• Task details:
Select every line of the records that contains the word "black" and copy each of those lines in full. Uppercase and lowercase count as different letters.

Object outline annotations:
::::

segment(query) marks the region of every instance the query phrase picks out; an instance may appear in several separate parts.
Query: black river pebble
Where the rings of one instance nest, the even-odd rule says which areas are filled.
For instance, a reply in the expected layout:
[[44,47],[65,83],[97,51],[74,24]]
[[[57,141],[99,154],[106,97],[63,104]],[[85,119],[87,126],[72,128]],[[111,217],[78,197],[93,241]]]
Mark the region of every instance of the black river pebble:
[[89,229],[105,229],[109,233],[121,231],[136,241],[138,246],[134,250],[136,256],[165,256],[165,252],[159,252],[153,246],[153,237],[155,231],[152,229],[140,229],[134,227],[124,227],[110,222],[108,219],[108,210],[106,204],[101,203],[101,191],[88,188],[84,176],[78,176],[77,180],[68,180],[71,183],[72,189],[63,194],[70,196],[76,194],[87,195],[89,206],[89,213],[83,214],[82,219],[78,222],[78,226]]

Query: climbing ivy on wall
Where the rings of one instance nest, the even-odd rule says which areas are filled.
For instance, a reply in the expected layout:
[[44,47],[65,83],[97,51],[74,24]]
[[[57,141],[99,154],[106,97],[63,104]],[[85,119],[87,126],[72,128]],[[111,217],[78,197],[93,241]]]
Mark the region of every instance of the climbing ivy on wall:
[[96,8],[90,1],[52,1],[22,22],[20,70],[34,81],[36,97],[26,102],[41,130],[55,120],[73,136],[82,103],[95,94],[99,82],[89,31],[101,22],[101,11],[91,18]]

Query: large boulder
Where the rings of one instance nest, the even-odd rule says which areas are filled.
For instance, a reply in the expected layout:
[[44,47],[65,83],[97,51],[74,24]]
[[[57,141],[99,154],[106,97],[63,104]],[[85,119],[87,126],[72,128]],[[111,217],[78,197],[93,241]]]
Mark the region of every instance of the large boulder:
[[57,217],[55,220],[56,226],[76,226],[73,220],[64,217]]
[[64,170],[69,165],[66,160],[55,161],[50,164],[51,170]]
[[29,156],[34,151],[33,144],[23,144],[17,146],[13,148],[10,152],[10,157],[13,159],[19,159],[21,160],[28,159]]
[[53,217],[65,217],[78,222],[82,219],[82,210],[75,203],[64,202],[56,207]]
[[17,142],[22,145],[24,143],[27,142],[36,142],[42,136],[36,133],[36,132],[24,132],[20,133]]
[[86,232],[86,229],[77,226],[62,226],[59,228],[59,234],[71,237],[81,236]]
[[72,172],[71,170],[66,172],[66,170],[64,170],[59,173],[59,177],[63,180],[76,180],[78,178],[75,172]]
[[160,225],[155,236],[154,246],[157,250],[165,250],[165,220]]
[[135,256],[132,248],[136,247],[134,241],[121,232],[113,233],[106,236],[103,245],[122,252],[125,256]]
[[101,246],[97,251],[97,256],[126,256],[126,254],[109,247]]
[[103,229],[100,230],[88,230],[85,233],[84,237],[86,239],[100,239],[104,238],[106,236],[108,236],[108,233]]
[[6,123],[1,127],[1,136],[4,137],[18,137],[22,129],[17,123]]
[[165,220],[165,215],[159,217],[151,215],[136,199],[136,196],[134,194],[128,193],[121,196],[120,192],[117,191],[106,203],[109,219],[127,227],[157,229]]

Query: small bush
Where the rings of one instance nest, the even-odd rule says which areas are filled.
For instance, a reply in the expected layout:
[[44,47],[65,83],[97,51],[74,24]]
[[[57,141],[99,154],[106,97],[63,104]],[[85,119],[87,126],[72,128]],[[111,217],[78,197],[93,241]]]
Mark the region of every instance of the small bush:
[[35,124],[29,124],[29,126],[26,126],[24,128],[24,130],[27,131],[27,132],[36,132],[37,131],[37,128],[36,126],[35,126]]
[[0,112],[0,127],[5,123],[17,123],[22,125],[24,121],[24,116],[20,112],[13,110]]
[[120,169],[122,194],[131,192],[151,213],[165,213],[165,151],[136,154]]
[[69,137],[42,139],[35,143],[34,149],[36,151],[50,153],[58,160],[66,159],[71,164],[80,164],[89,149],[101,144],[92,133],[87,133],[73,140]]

::::

• Problem solution:
Query: black river pebble
Mark the region of every instance of the black river pebble:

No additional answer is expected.